Copy out verbatim the lines from the one containing "Where can the white counter" to the one containing "point(52, 400)", inclusive.

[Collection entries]

──────────

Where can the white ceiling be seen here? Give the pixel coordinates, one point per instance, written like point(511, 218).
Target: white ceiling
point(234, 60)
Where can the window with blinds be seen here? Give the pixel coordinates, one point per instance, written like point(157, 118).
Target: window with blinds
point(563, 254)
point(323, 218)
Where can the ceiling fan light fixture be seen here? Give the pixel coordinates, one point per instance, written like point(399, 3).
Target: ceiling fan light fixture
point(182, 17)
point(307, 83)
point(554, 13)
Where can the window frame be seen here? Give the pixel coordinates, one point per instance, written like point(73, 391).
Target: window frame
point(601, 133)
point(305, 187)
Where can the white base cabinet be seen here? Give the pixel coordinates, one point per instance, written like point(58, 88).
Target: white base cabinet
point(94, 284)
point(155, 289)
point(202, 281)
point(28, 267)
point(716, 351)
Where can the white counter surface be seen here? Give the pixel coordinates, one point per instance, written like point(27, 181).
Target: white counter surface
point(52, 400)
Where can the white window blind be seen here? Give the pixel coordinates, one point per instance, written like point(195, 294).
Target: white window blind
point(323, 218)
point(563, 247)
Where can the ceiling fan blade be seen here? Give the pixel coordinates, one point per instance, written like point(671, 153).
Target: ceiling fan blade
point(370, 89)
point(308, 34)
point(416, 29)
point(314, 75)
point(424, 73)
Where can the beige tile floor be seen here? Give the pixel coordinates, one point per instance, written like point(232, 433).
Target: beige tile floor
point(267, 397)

──────────

### Problem solution:
Where can the white counter surface be seen here? Give the pixel coordinates, one point per instance, written like point(27, 181).
Target: white counter surface
point(52, 400)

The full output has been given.